● Instructions for the task
Which lines below contain the string "grass"? Report each one in full, and count a match only when the capitalization is identical.

* * * * *

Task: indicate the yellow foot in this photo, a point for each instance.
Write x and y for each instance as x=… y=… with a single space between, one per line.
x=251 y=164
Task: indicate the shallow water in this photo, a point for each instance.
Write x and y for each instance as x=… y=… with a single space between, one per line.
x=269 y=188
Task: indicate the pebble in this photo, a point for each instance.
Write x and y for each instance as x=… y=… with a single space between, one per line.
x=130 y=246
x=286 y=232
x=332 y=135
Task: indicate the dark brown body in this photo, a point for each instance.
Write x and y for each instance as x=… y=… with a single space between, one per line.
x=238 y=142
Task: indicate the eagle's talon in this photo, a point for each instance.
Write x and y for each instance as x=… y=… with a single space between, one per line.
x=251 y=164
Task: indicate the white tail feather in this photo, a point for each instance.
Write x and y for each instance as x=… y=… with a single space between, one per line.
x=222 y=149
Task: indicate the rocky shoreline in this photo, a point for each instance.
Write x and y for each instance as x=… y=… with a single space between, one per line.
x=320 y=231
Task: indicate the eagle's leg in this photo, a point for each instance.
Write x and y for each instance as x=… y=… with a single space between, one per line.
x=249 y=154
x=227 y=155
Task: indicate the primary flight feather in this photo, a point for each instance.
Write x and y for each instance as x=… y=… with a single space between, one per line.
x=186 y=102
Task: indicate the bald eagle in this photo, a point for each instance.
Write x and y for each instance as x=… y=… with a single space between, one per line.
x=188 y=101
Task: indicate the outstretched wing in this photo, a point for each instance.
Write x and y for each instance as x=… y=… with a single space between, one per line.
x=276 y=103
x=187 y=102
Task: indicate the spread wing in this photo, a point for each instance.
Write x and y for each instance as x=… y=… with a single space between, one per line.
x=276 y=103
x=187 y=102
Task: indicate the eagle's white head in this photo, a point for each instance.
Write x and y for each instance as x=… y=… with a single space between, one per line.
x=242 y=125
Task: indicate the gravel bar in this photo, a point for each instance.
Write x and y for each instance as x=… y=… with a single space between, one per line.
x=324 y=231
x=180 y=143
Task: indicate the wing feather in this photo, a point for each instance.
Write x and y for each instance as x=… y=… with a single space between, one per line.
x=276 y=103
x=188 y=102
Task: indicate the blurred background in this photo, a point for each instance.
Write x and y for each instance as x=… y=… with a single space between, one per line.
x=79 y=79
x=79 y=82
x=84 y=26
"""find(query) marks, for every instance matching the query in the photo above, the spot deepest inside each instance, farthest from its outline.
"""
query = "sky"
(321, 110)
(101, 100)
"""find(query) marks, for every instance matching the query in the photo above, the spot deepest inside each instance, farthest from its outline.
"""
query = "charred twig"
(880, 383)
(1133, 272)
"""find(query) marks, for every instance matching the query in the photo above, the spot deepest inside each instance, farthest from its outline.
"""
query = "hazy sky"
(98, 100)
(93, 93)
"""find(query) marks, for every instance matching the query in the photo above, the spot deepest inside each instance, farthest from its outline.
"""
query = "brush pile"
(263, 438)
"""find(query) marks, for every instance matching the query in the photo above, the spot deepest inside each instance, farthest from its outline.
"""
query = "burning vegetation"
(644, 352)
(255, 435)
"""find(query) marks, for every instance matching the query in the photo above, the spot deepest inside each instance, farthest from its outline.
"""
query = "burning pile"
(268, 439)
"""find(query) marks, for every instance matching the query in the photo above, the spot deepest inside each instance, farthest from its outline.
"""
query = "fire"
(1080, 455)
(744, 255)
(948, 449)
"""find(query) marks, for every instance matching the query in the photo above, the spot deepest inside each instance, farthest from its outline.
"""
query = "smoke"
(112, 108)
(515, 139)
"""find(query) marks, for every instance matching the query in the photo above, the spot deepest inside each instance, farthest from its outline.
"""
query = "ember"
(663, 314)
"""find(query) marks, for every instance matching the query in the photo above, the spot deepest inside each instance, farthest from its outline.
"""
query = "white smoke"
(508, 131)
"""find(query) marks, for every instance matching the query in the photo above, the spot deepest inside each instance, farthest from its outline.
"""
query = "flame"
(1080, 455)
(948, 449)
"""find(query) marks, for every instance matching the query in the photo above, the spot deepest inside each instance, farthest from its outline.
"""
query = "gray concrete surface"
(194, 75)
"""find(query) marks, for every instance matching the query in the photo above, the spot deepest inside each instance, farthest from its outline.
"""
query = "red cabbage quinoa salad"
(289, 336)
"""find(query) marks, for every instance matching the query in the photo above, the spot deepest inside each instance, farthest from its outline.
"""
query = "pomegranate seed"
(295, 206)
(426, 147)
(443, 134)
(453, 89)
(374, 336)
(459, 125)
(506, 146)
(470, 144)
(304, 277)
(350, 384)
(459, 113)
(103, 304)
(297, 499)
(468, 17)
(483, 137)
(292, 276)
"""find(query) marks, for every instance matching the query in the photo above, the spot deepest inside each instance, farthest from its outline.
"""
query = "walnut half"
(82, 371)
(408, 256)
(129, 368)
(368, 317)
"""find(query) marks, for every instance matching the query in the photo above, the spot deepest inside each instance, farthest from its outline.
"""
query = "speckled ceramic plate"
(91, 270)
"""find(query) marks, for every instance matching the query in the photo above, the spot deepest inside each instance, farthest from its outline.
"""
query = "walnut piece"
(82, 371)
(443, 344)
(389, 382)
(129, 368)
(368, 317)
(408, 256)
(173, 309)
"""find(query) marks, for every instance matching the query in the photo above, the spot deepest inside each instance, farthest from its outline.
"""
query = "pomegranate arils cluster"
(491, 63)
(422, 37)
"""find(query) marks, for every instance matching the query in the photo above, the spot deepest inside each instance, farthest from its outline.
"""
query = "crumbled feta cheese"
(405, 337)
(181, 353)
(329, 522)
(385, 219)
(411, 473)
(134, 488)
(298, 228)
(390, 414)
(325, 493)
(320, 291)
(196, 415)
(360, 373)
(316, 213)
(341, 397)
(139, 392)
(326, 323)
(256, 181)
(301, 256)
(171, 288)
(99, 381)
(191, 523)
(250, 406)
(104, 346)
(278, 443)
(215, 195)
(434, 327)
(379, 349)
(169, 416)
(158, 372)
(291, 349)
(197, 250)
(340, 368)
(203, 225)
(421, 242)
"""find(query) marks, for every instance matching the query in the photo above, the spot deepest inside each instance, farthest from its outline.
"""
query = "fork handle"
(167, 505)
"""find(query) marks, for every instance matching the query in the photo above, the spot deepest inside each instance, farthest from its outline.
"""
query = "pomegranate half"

* * * * *

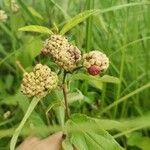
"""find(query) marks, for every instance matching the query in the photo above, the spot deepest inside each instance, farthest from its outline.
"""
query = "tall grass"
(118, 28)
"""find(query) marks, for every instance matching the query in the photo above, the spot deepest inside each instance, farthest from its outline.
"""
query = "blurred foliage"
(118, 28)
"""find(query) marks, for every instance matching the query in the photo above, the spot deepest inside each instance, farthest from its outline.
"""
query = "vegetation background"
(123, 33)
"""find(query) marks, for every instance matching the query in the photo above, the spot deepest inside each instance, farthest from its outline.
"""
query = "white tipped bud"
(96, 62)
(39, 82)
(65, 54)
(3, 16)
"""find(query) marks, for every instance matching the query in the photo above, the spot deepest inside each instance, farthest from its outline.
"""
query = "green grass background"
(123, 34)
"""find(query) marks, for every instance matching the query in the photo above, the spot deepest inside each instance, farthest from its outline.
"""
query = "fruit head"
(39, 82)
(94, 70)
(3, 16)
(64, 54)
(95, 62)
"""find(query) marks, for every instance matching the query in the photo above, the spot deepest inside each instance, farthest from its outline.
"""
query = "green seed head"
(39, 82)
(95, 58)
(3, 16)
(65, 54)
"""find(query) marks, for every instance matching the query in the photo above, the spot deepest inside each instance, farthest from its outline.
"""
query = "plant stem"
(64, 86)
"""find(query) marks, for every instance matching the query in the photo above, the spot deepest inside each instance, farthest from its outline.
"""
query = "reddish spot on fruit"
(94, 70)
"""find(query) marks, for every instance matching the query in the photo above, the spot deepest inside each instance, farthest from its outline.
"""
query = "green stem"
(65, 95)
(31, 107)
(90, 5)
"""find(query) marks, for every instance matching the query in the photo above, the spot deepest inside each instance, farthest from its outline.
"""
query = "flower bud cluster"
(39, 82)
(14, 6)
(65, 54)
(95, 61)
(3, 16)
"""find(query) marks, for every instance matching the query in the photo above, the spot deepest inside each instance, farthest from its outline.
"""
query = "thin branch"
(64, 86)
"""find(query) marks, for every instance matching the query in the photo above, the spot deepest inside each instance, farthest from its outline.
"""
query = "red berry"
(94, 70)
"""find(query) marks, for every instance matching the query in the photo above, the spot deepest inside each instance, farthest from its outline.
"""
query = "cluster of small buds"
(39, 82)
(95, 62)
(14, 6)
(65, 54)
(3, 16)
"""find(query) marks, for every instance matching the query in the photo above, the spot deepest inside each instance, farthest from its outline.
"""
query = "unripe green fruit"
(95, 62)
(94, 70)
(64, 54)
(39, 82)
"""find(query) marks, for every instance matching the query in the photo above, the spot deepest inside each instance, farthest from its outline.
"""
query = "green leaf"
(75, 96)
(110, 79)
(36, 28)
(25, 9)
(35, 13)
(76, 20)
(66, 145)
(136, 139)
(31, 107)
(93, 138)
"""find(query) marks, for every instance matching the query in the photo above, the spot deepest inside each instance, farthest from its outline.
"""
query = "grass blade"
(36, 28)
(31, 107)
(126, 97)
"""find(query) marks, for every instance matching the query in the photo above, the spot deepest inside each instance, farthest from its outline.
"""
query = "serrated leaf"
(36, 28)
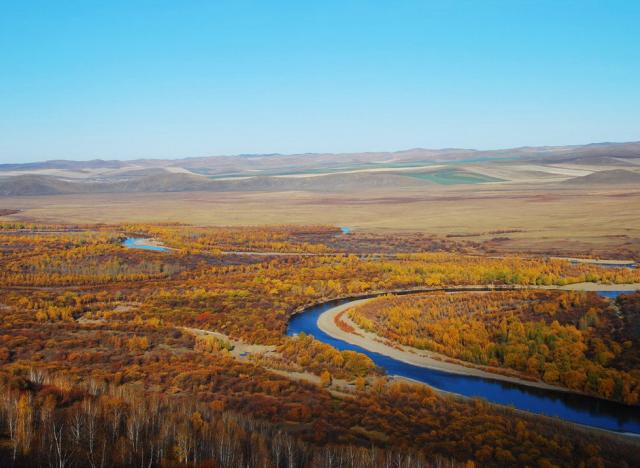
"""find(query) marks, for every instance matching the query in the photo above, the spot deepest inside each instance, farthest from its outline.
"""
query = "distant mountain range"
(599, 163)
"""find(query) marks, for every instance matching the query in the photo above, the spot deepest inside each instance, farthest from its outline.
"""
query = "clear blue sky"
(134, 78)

* * * * *

● Result of this task
query = "tall grass"
query = "green grass background"
query = "grass blade"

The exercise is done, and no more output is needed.